- [Text]:
<<<<

Sunday, May 29, 2011

The Gulf Spill: One Year Later

A year ago, the Gulf Coast region was preparing for a summer of misery. The Deepwater Horizon spill and resulting oil spill threatened to soak its tourist beaches in oil, devastate wildlife, destroy the careers of watermen and and ground the offshore oil industry. Now, months after the spill was capped, the region is heading into a summer of uncertainty. Will its natural resources rebound? Can the region's economy recover? And what's being done to prevent another disaster in the future?

We start with a look at the spill's effects on oystermen. Oysters were once a prime harvest from the Gulf of Mexico. Before the 2010 oil spill, 67 percent of the oysters Americans ate were grown and harvested there. But the oil and efforts to contain it shut down much of the region's seafood production, and many Louisiana oyster beds were killed by fresh water diverted from the Mississippi River to push oil away from shore. Our special correspondent, documentary filmmaker Michael Davie, visits with an industry leader to find out he and others are coping.

>>>>

Records excerpted from a collection
<<<<

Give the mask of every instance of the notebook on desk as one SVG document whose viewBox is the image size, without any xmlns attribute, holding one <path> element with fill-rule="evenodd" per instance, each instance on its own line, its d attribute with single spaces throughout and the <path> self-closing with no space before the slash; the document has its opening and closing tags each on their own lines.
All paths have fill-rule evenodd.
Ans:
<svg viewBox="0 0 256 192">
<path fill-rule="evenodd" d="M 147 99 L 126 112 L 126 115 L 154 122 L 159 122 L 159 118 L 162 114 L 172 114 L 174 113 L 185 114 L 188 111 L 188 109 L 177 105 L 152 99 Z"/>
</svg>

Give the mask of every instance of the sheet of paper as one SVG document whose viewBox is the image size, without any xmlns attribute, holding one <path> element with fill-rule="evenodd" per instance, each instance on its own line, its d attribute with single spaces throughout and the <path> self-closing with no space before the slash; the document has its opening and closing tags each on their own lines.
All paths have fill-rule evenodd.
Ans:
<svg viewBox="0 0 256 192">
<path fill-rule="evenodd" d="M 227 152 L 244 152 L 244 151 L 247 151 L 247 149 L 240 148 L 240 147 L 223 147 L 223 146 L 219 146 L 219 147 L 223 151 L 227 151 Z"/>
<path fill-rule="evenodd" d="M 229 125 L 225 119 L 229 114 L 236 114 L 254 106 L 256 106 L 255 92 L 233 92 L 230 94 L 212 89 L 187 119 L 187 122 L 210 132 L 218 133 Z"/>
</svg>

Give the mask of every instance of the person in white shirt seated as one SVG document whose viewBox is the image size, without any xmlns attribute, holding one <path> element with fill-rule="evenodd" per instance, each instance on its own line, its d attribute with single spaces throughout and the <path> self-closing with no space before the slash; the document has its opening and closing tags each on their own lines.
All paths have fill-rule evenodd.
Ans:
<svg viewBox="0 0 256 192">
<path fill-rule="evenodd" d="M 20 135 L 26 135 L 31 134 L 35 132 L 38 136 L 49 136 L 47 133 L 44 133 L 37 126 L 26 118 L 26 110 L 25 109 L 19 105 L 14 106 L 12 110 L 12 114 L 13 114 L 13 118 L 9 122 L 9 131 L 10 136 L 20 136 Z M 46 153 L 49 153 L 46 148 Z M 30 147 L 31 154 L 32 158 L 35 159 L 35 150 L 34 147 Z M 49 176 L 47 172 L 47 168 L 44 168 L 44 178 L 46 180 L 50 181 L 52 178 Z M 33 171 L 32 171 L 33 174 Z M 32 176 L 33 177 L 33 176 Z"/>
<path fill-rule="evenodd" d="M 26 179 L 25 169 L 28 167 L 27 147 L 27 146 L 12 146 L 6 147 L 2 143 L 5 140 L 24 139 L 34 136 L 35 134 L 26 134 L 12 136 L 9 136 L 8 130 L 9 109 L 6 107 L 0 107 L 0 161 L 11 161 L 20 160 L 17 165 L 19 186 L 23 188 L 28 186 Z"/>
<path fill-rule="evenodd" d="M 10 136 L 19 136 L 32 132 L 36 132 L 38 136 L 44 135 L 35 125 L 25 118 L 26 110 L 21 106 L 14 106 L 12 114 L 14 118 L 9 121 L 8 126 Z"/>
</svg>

>>>>

- [Requests]:
(A) Answer these questions using the Gulf spill article.
(i) What kind of summer does the article say the region is heading into now?
(ii) What share of the oysters Americans ate were grown and harvested in the Gulf of Mexico before the 2010 spill?
(iii) What killed many Louisiana oyster beds?
(B) Reproduce the passage of the Gulf spill article starting with "The Gulf Spill: One" and going on through "in the future?".

- [Answer list]:
(A)
(i) A summer of uncertainty.
(ii) 67 percent.
(iii) Fresh water diverted from the Mississippi River to push oil away from shore.

(B)
The Gulf Spill: One Year Later

A year ago, the Gulf Coast region was preparing for a summer of misery. The Deepwater Horizon spill and resulting oil spill threatened to soak its tourist beaches in oil, devastate wildlife, destroy the careers of watermen and and ground the offshore oil industry. Now, months after the spill was capped, the region is heading into a summer of uncertainty. Will its natural resources rebound? Can the region's economy recover? And what's being done to prevent another disaster in the future?